**Extracted material**
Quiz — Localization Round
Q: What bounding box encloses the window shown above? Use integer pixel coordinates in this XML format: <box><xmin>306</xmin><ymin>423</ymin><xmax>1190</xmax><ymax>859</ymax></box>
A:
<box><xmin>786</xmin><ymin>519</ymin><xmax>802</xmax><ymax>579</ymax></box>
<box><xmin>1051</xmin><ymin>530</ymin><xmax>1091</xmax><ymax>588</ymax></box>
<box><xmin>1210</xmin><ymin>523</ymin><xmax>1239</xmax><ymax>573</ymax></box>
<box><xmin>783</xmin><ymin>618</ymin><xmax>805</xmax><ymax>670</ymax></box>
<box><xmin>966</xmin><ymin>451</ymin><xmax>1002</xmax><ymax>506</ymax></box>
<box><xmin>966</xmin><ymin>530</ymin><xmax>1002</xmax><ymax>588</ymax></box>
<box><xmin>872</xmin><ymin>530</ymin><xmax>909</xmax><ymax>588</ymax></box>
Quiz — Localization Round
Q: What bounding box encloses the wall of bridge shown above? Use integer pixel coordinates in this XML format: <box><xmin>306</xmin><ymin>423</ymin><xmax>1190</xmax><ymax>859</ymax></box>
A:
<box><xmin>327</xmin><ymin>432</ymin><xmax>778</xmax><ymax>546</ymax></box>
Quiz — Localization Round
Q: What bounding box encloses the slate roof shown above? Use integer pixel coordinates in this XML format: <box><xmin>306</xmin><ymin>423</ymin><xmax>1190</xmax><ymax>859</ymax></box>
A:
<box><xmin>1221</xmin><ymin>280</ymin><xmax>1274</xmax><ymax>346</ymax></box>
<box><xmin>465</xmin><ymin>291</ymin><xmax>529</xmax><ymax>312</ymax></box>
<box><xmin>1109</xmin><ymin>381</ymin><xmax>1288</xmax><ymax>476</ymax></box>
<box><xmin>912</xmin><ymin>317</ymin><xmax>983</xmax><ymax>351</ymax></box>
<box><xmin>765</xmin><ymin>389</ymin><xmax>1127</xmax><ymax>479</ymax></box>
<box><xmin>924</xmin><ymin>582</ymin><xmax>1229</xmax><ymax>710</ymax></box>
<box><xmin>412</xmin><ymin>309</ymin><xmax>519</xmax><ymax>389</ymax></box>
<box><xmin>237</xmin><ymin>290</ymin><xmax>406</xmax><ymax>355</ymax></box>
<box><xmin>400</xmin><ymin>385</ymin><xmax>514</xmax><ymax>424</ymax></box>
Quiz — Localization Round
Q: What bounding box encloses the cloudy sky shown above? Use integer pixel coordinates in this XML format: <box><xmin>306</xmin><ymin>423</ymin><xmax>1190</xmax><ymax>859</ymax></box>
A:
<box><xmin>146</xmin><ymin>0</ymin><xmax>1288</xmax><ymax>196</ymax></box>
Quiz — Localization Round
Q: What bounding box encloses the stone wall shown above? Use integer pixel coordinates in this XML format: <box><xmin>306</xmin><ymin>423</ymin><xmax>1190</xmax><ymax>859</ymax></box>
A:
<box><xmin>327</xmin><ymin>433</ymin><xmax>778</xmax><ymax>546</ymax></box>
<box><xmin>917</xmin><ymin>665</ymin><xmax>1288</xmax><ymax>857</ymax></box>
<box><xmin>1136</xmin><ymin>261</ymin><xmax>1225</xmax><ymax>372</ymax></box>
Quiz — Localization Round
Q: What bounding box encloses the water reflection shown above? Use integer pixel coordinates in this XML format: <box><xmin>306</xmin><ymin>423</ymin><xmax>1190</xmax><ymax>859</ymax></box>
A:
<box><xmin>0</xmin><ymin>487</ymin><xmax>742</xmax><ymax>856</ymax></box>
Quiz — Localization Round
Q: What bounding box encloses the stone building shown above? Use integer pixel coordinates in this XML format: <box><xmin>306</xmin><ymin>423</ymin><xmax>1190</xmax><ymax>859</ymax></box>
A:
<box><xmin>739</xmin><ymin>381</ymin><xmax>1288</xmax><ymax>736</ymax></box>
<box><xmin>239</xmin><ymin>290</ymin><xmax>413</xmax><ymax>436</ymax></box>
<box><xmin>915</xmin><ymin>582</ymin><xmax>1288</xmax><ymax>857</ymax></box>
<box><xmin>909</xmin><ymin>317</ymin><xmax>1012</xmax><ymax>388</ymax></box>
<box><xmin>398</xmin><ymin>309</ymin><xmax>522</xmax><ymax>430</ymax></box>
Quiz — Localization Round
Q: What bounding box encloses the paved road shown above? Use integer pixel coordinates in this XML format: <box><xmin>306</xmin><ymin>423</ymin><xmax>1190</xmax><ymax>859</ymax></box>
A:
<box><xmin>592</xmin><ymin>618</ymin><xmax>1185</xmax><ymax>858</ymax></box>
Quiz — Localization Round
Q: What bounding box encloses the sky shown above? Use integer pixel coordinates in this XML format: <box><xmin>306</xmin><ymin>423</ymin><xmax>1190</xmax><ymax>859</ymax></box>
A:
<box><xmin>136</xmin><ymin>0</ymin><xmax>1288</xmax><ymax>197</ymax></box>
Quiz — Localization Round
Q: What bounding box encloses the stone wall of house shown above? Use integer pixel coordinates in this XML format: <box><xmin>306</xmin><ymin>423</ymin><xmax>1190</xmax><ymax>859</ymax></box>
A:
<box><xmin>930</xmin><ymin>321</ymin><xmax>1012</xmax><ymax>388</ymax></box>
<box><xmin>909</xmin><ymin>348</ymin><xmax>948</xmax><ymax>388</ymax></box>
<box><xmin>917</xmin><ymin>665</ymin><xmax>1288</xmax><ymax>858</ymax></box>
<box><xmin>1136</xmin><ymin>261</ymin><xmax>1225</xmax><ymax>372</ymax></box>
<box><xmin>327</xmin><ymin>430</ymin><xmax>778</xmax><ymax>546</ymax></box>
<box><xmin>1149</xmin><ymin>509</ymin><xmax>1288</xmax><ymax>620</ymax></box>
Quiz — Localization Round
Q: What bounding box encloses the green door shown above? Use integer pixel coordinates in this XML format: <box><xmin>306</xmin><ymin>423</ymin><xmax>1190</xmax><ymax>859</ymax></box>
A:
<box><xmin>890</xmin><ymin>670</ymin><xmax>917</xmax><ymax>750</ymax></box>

**Objective**
The entries above should be repeated exactly, every one of them.

**Problem solution**
Quiz — Localization Round
Q: What bounding box encloses the window shown above? Use integer pixel coordinates in this XML format: <box><xmin>306</xmin><ymin>423</ymin><xmax>1190</xmax><ymax>859</ymax></box>
A:
<box><xmin>786</xmin><ymin>519</ymin><xmax>802</xmax><ymax>579</ymax></box>
<box><xmin>1051</xmin><ymin>530</ymin><xmax>1091</xmax><ymax>588</ymax></box>
<box><xmin>1210</xmin><ymin>523</ymin><xmax>1239</xmax><ymax>573</ymax></box>
<box><xmin>783</xmin><ymin>618</ymin><xmax>805</xmax><ymax>670</ymax></box>
<box><xmin>966</xmin><ymin>451</ymin><xmax>1002</xmax><ymax>506</ymax></box>
<box><xmin>966</xmin><ymin>530</ymin><xmax>1002</xmax><ymax>588</ymax></box>
<box><xmin>872</xmin><ymin>530</ymin><xmax>909</xmax><ymax>588</ymax></box>
Quiz — Localization Round
Q: What bounding box encloses the wall of bridge shown above? Use integer pixel coordinates in this XML format: <box><xmin>306</xmin><ymin>423</ymin><xmax>1190</xmax><ymax>859</ymax></box>
A:
<box><xmin>327</xmin><ymin>432</ymin><xmax>778</xmax><ymax>546</ymax></box>
Quiz — Localization Round
Q: What bounding box encloses the slate roof shown above? Use integer pixel coordinates in this XML format: <box><xmin>306</xmin><ymin>423</ymin><xmax>1190</xmax><ymax>859</ymax></box>
A:
<box><xmin>1221</xmin><ymin>280</ymin><xmax>1274</xmax><ymax>346</ymax></box>
<box><xmin>465</xmin><ymin>291</ymin><xmax>529</xmax><ymax>312</ymax></box>
<box><xmin>1109</xmin><ymin>381</ymin><xmax>1288</xmax><ymax>476</ymax></box>
<box><xmin>912</xmin><ymin>317</ymin><xmax>983</xmax><ymax>351</ymax></box>
<box><xmin>765</xmin><ymin>389</ymin><xmax>1127</xmax><ymax>479</ymax></box>
<box><xmin>924</xmin><ymin>582</ymin><xmax>1229</xmax><ymax>710</ymax></box>
<box><xmin>412</xmin><ymin>309</ymin><xmax>519</xmax><ymax>389</ymax></box>
<box><xmin>237</xmin><ymin>290</ymin><xmax>406</xmax><ymax>355</ymax></box>
<box><xmin>400</xmin><ymin>385</ymin><xmax>514</xmax><ymax>424</ymax></box>
Quiz — Localization Round
Q: What bounding box encloses the cloudy sky shown above? Use integer pixel coordinates in this XML format: <box><xmin>306</xmin><ymin>423</ymin><xmax>1190</xmax><ymax>859</ymax></box>
A:
<box><xmin>146</xmin><ymin>0</ymin><xmax>1288</xmax><ymax>196</ymax></box>
Quiz — Localization Round
Q: What bounding box encloses the stone wall shown above? Use integer pixel coordinates in this XML format: <box><xmin>306</xmin><ymin>423</ymin><xmax>1190</xmax><ymax>859</ymax></box>
A:
<box><xmin>327</xmin><ymin>433</ymin><xmax>778</xmax><ymax>546</ymax></box>
<box><xmin>917</xmin><ymin>665</ymin><xmax>1288</xmax><ymax>857</ymax></box>
<box><xmin>1136</xmin><ymin>261</ymin><xmax>1225</xmax><ymax>372</ymax></box>
Quiz — Localization Round
Q: What bounding box encloses the water reflection shown above? Use integer pixel coordinates in this XML format: <box><xmin>306</xmin><ymin>423</ymin><xmax>1190</xmax><ymax>859</ymax></box>
A:
<box><xmin>0</xmin><ymin>487</ymin><xmax>742</xmax><ymax>856</ymax></box>
Quiz — Localization Round
Q: What bounding box encloses the stone building shown above? Use integer pixel coordinates in this XML format: <box><xmin>306</xmin><ymin>423</ymin><xmax>1190</xmax><ymax>859</ymax></box>
A:
<box><xmin>739</xmin><ymin>381</ymin><xmax>1288</xmax><ymax>736</ymax></box>
<box><xmin>239</xmin><ymin>290</ymin><xmax>413</xmax><ymax>436</ymax></box>
<box><xmin>915</xmin><ymin>582</ymin><xmax>1288</xmax><ymax>857</ymax></box>
<box><xmin>909</xmin><ymin>317</ymin><xmax>1012</xmax><ymax>388</ymax></box>
<box><xmin>398</xmin><ymin>309</ymin><xmax>522</xmax><ymax>430</ymax></box>
Quiz — Localization Round
Q: What bounding box encloses the paved road shown above? Use integer pixel coordinates in this XML format: <box><xmin>306</xmin><ymin>423</ymin><xmax>1190</xmax><ymax>859</ymax></box>
A:
<box><xmin>592</xmin><ymin>618</ymin><xmax>1185</xmax><ymax>858</ymax></box>
Quiz — Localization Round
Q: What bounding box encloses the sky shown above? Use integer pixel coordinates in this XML format: <box><xmin>306</xmin><ymin>423</ymin><xmax>1190</xmax><ymax>859</ymax></box>
A:
<box><xmin>136</xmin><ymin>0</ymin><xmax>1288</xmax><ymax>197</ymax></box>
Quiz — Localization Round
Q: What bounding box encloses the stone wall of house shown above? Use integer pixel coordinates in this XML format: <box><xmin>306</xmin><ymin>423</ymin><xmax>1190</xmax><ymax>859</ymax></box>
A:
<box><xmin>930</xmin><ymin>321</ymin><xmax>1012</xmax><ymax>388</ymax></box>
<box><xmin>909</xmin><ymin>348</ymin><xmax>948</xmax><ymax>388</ymax></box>
<box><xmin>917</xmin><ymin>665</ymin><xmax>1288</xmax><ymax>858</ymax></box>
<box><xmin>1136</xmin><ymin>261</ymin><xmax>1225</xmax><ymax>372</ymax></box>
<box><xmin>327</xmin><ymin>430</ymin><xmax>778</xmax><ymax>546</ymax></box>
<box><xmin>1149</xmin><ymin>509</ymin><xmax>1288</xmax><ymax>620</ymax></box>
Quiz — Localization Round
Q: What bounding box encloses the green door shown above? Use integer pixel coordinates in this XML format: <box><xmin>306</xmin><ymin>423</ymin><xmax>1190</xmax><ymax>859</ymax></box>
A:
<box><xmin>890</xmin><ymin>670</ymin><xmax>917</xmax><ymax>750</ymax></box>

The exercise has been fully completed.